• **Excerpt**
################
Thus, to show Theorem 3.5, it remains to prove Theorem 6.1.

6.1 Proof of Theorem 6.1

Throughout this section we use the notation and assumptions from Theorem 6.1.

We prove the theorem in two steps. First, we show that after observing a sample set S, we can build a chain \(\bigoplus _{i = 1}^{m} \mathcal {M}_{i}\) of \(\left. \mathcal {M}\right| _{N {\setminus } S}\) satisfying certain properties with at least constant probability. Then we show that, given such a chain, there is a procedure returning an independent set I of \(\mathcal {M}\) with \(\mathbb {E}[w(I)] = \Omega (F(\overline{\rho }))\), leading to the desired result. We start by discussing the former claim.

Given a sample set \(S \subseteq N\), we build a chain of matroids as follows. For \(i \in [m]\) let

$$\begin{aligned} \begin{aligned} N_{i}&{:=}{\textrm{span}}\left( D\left( S, \frac{\overline{\lambda }_{i}}{\beta }\right) \right) \setminus \left( S \cup {\textrm{span}}\left( D\left( S, \frac{\overline{\lambda }_{i - 1}}{\beta }\right) \right) \right) {\text{, } \text{ and } }\\ \mathcal {M}_{i}&{:=}\left. \left( \mathcal {M} / {\textrm{span}}\left( D\left( S, \frac{\overline{\lambda }_{i - 1}}{\beta }\right) \right) \right) \right| _{N_{i}}, \end{aligned} \end{aligned}$$
(18)

where \(D(S, {\overline{\lambda }_{0}}/{\beta }) = \emptyset \) by convention.

In addition, for every \(i \in [m]\) let \(\overline{N}_{i} {:=}D(N, \overline{\lambda }_{i})\), and define \(\overline{\Lambda }{:=}\{i \in [m] :r(\overline{N}_{i}) \ge 24, \ \overline{\lambda }_{i} \ge \beta \}\). Note that \(\overline{\Lambda }\) and the \(\overline{N}_{i}\)’s do not depend on the sample set S. Moreover, from the assumptions of Theorem 6.1 it follows that \(\overline{\Lambda }\supseteq [m] {\setminus } \{1,m\}\). The next result shows that with constant probability, the sample set S is such that for each \(i \in \overline{\Lambda }\), the set \(N_i\) contains a subset \(U_i\) of large rank and density; more precisely, \(r(U_i) \ge \Omega (r(\overline{N}_i))\) and \({|U_i|}/{r(U_i)} \ge \Omega (\overline{\lambda }_i)\).
################
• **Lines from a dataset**
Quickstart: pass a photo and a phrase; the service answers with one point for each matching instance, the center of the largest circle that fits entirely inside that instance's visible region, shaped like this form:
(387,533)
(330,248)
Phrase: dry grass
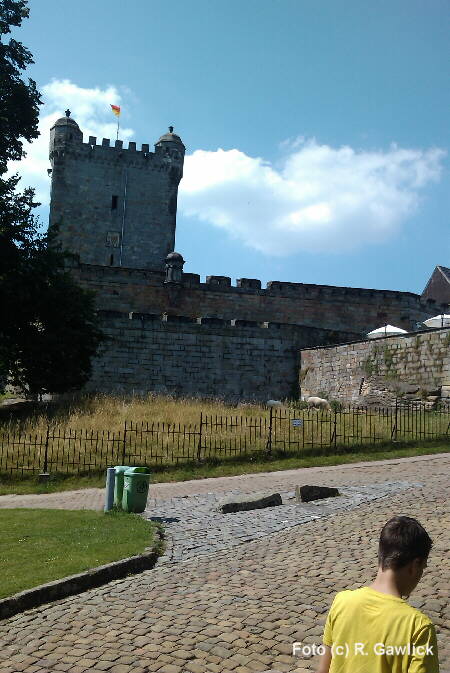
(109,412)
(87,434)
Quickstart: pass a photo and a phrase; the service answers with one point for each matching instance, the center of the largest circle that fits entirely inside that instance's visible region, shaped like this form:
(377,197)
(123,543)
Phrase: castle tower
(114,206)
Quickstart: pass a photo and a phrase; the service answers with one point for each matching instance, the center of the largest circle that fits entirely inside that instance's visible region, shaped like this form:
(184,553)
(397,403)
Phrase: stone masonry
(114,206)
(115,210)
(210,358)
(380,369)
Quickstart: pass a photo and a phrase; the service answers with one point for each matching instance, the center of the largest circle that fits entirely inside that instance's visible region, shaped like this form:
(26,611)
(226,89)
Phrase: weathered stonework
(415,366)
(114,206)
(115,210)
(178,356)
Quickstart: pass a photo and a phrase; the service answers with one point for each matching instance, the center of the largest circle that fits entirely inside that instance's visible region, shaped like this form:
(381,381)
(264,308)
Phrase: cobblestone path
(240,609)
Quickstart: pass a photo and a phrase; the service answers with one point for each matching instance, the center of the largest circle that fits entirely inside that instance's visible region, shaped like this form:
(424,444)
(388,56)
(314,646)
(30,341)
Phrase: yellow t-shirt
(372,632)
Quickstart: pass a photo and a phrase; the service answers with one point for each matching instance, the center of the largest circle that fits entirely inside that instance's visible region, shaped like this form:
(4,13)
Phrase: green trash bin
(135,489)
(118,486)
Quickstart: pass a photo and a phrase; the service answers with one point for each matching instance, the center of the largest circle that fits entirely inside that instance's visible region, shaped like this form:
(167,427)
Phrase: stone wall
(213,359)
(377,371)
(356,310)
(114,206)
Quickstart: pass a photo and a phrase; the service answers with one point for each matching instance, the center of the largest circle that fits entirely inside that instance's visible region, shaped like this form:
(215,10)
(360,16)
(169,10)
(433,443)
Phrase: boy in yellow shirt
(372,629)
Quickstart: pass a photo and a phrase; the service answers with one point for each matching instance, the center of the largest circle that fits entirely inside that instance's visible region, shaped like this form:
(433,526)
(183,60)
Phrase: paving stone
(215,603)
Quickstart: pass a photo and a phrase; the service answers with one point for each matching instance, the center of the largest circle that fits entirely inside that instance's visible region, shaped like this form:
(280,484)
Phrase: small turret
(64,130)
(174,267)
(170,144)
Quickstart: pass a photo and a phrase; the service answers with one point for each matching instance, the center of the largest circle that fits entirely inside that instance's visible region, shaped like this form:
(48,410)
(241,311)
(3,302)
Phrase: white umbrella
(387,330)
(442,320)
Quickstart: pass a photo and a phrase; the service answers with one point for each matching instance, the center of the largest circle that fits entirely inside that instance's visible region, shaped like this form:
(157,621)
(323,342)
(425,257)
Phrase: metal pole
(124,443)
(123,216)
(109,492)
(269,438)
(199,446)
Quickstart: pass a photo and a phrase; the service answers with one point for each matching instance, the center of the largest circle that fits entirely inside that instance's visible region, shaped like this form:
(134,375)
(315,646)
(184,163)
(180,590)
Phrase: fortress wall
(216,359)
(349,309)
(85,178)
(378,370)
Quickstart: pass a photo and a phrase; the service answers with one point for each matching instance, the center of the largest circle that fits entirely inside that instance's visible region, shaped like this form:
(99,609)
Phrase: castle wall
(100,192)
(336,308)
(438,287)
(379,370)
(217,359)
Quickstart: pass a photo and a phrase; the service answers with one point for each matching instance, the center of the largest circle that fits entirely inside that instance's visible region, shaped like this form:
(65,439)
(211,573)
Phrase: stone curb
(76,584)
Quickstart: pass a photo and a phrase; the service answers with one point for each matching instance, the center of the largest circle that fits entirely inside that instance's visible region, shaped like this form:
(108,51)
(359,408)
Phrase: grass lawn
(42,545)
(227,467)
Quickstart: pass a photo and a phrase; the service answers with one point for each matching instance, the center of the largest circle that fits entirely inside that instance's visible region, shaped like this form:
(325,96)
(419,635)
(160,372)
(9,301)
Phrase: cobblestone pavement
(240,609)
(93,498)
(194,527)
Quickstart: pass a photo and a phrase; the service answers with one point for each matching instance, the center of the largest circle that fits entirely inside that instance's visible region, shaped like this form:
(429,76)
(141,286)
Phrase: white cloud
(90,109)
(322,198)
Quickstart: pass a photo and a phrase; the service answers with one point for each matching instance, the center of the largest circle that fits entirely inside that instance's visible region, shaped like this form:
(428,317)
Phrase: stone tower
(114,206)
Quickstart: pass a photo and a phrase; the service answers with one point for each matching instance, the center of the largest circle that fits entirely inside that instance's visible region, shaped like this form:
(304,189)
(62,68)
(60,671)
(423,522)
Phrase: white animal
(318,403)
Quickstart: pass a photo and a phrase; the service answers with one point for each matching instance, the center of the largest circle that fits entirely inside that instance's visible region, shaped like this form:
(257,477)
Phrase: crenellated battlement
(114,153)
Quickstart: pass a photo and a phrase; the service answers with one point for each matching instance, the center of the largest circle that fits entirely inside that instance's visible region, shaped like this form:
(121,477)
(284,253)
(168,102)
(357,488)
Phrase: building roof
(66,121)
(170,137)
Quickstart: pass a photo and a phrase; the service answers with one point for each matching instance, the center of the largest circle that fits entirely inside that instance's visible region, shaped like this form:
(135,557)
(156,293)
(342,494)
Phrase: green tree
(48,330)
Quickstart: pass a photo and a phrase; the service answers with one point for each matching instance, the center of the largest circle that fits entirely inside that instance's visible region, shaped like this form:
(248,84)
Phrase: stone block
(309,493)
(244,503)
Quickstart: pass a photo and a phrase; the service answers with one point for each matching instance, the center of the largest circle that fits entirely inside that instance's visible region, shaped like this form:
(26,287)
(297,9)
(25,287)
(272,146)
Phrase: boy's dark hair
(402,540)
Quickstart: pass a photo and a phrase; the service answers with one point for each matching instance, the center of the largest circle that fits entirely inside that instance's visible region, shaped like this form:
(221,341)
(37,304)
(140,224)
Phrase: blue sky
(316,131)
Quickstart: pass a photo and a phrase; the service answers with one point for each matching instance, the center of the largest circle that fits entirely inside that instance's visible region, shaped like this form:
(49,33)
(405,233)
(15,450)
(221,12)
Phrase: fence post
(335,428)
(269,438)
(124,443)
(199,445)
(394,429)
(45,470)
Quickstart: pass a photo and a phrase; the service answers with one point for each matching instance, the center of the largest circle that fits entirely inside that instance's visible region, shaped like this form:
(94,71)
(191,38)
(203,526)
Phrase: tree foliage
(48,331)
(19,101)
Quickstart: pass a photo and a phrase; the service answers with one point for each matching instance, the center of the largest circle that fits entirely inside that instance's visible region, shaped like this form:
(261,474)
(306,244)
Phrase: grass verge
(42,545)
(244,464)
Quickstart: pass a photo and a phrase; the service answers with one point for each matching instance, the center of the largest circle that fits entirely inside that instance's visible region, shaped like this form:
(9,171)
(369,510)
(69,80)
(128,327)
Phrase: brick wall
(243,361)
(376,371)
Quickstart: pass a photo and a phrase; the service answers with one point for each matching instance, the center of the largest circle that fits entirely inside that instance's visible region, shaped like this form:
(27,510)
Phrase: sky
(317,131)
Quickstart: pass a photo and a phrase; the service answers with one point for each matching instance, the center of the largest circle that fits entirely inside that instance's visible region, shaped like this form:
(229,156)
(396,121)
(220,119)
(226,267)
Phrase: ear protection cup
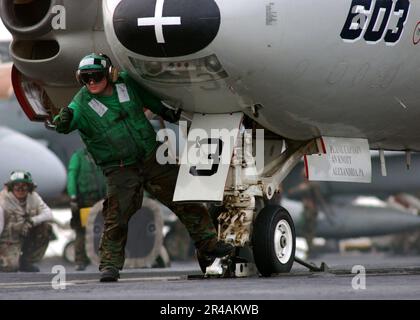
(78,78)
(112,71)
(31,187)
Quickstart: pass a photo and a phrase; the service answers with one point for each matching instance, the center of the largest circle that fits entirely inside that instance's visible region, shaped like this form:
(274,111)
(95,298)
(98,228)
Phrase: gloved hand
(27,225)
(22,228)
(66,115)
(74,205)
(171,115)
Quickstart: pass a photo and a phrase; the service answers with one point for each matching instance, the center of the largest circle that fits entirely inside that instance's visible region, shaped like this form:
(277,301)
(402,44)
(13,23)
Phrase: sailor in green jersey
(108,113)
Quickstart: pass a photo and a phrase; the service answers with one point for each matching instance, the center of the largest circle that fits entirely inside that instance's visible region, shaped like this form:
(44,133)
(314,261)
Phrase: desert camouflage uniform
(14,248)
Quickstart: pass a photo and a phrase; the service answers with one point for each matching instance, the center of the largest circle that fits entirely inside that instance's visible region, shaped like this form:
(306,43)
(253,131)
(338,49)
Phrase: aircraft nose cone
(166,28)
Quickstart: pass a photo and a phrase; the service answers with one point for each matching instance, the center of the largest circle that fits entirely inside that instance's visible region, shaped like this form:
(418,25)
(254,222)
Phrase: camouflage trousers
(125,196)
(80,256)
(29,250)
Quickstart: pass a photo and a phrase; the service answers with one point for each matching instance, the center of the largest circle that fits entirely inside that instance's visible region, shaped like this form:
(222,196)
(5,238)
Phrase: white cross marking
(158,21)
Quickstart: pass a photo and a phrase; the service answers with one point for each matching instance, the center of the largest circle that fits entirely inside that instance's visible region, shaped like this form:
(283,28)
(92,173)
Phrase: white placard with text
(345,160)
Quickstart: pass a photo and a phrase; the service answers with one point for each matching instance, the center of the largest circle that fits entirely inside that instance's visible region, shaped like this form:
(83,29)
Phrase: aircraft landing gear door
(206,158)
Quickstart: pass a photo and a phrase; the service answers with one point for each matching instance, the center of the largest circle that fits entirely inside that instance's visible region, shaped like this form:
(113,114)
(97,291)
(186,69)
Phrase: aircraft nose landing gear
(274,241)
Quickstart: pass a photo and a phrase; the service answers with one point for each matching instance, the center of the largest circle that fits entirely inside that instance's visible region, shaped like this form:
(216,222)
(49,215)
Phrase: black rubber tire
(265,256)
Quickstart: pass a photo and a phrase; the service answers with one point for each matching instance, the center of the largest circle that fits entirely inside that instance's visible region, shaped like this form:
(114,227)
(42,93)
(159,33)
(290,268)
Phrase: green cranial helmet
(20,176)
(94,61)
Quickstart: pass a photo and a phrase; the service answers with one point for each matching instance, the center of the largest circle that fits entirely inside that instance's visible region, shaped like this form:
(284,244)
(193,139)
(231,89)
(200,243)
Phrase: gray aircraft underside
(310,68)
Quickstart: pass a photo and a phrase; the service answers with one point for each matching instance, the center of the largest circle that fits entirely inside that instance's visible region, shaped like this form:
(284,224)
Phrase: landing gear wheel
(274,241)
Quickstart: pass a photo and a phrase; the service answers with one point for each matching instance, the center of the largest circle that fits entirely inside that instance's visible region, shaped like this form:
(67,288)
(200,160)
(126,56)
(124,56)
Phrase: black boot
################
• **Task**
Write out the passage of the matroid proof excerpt above between "We prove the" and "the former claim.", inclusive.

• **The response**
We prove the theorem in two steps. First, we show that after observing a sample set S, we can build a chain \(\bigoplus _{i = 1}^{m} \mathcal {M}_{i}\) of \(\left. \mathcal {M}\right| _{N {\setminus } S}\) satisfying certain properties with at least constant probability. Then we show that, given such a chain, there is a procedure returning an independent set I of \(\mathcal {M}\) with \(\mathbb {E}[w(I)] = \Omega (F(\overline{\rho }))\), leading to the desired result. We start by discussing the former claim.